_Set problem_
Report every line in the rows below that contains the word "shade", copying each such line in full.

# # #

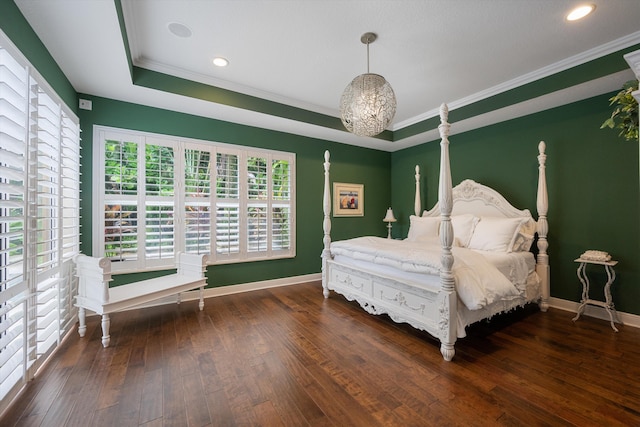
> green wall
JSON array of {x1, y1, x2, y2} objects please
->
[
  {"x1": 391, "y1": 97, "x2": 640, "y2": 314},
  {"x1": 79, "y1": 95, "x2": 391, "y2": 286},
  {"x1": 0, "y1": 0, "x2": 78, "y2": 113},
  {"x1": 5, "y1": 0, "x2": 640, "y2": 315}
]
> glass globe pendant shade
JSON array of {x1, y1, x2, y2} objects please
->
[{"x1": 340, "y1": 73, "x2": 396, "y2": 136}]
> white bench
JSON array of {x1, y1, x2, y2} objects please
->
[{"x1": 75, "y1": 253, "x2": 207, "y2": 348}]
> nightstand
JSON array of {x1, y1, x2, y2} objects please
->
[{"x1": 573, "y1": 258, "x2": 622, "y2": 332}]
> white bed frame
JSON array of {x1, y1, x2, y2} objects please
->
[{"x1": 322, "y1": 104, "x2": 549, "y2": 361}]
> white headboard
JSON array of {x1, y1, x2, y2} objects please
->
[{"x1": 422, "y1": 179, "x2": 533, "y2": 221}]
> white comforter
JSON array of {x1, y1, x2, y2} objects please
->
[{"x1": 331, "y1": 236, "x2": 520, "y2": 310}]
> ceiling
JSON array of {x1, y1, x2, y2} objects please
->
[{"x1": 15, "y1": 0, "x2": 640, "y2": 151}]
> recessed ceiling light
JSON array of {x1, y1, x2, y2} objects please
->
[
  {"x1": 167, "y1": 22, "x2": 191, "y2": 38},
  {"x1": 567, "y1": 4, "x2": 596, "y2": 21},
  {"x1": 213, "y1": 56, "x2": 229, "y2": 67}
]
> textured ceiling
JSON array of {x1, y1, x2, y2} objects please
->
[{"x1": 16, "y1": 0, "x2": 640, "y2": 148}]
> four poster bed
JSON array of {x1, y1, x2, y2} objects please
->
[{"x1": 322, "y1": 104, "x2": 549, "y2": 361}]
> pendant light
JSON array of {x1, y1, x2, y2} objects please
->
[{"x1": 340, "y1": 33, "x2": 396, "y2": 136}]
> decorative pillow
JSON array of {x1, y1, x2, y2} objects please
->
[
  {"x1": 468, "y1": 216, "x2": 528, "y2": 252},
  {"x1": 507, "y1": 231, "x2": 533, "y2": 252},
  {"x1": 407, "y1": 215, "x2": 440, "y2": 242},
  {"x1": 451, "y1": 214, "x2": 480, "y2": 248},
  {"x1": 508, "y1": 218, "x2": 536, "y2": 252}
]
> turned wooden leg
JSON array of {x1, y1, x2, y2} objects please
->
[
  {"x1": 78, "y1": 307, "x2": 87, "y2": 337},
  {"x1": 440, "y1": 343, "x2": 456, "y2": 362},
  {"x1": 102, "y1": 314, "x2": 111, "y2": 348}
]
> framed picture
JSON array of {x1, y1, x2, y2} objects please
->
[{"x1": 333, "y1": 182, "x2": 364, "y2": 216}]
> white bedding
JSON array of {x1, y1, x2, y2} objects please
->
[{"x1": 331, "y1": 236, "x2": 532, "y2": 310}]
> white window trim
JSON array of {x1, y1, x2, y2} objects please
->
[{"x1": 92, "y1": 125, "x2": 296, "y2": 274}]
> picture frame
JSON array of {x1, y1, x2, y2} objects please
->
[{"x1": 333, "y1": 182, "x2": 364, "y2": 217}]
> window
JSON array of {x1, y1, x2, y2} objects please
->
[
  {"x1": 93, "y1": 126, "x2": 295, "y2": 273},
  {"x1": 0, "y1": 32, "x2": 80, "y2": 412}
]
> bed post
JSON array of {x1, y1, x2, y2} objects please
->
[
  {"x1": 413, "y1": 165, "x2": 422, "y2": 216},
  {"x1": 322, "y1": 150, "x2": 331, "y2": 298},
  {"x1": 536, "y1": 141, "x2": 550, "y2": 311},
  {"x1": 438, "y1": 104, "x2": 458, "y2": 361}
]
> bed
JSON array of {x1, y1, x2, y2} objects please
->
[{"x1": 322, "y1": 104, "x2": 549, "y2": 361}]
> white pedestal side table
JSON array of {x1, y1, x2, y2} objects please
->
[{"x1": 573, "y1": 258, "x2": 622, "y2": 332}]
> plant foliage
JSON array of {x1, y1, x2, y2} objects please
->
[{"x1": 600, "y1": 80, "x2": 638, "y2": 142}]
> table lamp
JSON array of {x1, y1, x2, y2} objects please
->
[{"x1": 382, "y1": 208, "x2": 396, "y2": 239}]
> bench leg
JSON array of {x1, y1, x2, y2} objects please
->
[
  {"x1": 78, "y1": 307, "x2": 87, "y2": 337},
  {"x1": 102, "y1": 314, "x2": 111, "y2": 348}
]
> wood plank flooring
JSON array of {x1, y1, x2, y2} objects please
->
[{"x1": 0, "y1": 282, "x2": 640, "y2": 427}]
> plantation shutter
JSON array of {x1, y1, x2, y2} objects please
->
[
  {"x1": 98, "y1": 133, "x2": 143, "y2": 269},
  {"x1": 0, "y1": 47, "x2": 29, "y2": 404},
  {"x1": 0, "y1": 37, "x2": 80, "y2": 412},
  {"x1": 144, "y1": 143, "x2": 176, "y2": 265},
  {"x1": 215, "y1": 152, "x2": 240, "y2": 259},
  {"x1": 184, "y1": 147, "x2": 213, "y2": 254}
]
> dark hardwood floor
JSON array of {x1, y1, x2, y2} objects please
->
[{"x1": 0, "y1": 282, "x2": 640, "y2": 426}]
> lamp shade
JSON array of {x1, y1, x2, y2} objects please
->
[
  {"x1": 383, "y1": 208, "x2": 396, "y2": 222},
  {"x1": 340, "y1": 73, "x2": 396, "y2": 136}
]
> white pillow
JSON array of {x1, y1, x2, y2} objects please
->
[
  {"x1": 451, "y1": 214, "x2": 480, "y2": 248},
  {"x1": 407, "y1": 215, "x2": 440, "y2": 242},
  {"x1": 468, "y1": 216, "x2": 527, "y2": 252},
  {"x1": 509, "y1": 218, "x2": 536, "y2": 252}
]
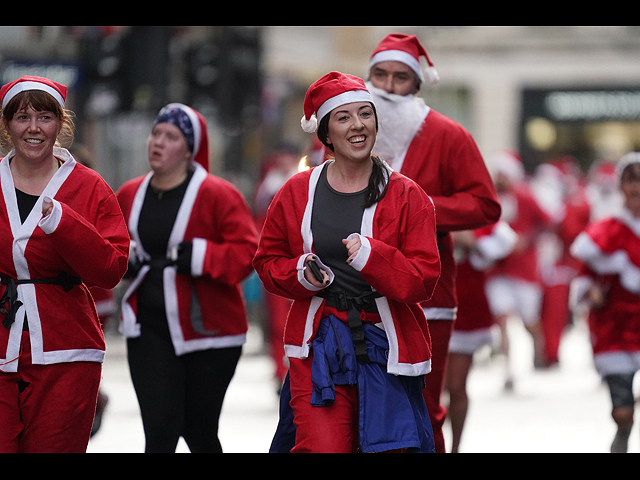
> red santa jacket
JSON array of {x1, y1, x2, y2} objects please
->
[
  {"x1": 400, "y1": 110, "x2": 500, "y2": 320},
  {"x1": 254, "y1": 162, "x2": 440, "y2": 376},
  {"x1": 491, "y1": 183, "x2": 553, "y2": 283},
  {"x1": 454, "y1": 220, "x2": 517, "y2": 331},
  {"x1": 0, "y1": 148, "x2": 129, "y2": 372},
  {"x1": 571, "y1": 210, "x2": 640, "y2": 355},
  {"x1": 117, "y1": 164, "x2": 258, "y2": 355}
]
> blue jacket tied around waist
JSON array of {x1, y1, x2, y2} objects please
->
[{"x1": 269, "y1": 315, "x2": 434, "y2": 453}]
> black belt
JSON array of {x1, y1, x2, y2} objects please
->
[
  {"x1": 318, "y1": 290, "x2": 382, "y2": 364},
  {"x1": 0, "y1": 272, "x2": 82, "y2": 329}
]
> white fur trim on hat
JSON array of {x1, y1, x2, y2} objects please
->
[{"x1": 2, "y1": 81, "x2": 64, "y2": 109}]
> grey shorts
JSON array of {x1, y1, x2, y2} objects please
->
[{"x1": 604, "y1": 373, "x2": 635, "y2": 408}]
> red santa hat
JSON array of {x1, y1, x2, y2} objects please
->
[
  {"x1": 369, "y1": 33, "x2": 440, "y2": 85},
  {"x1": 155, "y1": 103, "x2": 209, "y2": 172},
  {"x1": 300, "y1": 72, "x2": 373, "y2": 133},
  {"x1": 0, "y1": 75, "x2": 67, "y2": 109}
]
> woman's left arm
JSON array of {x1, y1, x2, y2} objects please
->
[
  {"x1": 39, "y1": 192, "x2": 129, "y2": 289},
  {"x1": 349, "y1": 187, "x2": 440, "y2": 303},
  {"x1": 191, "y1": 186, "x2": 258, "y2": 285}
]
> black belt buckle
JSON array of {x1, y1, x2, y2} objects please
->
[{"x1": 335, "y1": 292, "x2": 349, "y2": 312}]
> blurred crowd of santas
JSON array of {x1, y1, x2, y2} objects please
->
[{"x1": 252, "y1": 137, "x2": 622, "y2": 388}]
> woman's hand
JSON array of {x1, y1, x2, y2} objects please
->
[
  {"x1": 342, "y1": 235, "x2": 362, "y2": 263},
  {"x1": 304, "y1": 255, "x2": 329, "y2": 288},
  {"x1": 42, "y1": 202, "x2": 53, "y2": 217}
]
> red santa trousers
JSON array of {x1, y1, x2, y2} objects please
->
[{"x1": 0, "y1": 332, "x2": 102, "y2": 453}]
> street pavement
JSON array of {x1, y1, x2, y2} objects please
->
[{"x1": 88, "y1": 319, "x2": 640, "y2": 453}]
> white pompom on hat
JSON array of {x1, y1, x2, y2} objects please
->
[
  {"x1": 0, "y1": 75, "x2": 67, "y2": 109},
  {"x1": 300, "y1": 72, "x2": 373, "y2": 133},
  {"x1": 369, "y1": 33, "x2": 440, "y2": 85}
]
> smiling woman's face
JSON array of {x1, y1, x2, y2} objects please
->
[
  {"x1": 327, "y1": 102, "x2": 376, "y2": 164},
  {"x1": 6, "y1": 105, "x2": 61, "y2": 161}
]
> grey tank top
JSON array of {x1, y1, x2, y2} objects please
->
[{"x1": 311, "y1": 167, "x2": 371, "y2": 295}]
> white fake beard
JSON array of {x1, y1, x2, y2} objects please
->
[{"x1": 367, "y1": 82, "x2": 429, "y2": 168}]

# # #

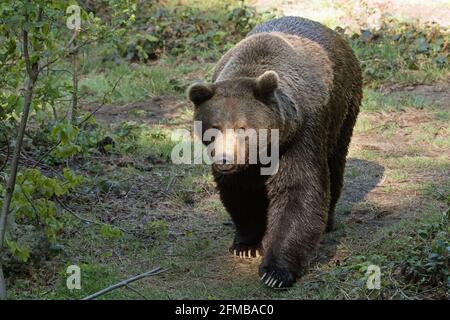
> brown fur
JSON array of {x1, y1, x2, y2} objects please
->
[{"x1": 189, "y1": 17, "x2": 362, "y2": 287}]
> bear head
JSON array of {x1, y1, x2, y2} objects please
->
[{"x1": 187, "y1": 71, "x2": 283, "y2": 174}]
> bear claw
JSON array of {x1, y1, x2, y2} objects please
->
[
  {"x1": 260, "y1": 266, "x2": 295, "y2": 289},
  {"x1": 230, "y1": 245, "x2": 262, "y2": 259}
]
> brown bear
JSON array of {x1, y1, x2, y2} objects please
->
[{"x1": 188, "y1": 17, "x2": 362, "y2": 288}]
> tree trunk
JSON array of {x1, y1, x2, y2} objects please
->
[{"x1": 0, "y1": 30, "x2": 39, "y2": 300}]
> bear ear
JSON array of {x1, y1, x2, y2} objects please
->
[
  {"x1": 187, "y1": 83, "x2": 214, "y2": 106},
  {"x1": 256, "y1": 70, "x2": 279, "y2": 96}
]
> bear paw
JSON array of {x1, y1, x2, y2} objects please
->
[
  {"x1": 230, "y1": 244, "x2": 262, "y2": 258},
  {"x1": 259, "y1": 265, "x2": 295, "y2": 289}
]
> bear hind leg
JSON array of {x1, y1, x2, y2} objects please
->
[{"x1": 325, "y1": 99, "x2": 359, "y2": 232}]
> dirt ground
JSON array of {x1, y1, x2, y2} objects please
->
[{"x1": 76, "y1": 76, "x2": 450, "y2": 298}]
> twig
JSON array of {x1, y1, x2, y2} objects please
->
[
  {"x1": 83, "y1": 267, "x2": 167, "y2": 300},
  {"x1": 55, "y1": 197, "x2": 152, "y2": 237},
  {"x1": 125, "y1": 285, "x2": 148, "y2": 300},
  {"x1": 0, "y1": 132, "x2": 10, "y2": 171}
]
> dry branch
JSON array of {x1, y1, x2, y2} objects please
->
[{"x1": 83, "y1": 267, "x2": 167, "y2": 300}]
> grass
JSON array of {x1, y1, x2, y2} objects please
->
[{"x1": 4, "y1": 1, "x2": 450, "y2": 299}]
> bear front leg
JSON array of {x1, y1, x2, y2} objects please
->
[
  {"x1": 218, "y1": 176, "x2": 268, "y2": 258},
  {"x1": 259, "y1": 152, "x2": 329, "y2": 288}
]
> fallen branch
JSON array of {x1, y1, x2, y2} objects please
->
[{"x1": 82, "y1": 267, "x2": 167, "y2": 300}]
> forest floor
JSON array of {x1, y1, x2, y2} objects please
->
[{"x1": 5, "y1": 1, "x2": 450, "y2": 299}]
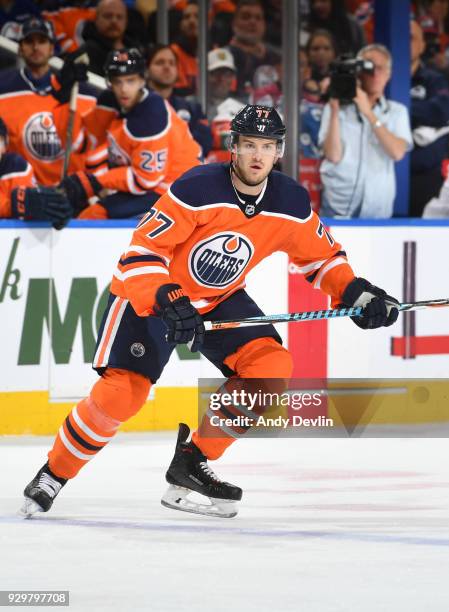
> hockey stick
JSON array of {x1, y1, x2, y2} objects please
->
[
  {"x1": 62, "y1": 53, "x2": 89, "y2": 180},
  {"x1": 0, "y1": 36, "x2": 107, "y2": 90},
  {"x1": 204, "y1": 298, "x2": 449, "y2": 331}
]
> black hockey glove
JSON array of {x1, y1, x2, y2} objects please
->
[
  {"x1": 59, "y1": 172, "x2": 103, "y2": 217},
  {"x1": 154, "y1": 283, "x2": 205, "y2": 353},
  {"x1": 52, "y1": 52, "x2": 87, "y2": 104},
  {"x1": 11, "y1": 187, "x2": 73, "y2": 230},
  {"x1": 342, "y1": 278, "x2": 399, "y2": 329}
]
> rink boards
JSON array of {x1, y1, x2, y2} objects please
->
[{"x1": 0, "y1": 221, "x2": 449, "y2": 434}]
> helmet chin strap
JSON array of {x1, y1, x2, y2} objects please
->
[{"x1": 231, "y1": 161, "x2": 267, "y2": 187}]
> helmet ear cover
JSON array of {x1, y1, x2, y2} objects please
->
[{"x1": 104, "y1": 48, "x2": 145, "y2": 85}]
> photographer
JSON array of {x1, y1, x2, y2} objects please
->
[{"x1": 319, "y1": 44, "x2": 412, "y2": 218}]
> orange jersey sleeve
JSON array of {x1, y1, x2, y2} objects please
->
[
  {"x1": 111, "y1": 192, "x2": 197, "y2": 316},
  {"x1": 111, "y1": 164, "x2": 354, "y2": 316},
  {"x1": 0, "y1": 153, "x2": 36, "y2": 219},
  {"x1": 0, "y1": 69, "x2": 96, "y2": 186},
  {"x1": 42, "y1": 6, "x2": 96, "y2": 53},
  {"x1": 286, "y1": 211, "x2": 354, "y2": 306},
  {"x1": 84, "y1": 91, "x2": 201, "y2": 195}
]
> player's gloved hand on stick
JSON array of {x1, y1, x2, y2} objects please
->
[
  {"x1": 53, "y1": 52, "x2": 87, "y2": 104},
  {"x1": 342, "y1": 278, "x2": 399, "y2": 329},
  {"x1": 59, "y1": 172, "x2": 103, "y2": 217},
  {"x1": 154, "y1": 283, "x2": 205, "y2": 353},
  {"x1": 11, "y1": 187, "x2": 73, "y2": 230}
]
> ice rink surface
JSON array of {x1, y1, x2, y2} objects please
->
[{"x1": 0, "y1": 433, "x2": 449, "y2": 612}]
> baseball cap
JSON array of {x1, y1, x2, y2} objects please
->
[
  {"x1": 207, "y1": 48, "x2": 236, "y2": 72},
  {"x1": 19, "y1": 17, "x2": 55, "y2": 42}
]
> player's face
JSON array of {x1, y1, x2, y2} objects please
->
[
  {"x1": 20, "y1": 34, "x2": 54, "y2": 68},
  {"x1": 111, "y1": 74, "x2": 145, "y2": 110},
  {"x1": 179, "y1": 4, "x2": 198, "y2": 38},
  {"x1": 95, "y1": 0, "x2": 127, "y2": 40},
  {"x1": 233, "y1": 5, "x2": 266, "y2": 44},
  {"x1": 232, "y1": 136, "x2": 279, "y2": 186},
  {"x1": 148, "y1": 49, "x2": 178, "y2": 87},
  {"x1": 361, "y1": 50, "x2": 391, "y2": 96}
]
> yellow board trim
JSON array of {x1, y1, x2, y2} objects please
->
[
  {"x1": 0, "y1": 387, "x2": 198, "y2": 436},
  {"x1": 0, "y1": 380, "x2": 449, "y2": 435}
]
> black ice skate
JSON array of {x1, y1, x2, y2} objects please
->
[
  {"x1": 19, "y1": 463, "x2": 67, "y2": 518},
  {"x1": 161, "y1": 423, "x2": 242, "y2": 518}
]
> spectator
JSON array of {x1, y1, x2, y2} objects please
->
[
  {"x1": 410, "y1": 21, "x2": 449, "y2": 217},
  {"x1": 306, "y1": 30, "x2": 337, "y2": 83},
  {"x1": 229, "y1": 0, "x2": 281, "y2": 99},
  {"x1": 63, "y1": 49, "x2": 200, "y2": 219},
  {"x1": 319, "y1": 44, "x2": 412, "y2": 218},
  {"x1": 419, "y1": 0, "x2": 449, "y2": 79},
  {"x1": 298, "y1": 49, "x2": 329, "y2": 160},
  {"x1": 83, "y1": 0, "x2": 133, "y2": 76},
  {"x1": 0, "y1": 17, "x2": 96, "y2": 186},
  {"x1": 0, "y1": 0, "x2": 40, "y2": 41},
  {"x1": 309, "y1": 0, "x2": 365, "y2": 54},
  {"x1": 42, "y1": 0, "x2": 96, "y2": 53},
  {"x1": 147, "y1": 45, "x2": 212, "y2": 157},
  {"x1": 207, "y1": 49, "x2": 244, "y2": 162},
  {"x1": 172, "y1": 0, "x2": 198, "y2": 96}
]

# # #

_Result of the task_
> glass globe pendant shade
> lamp shade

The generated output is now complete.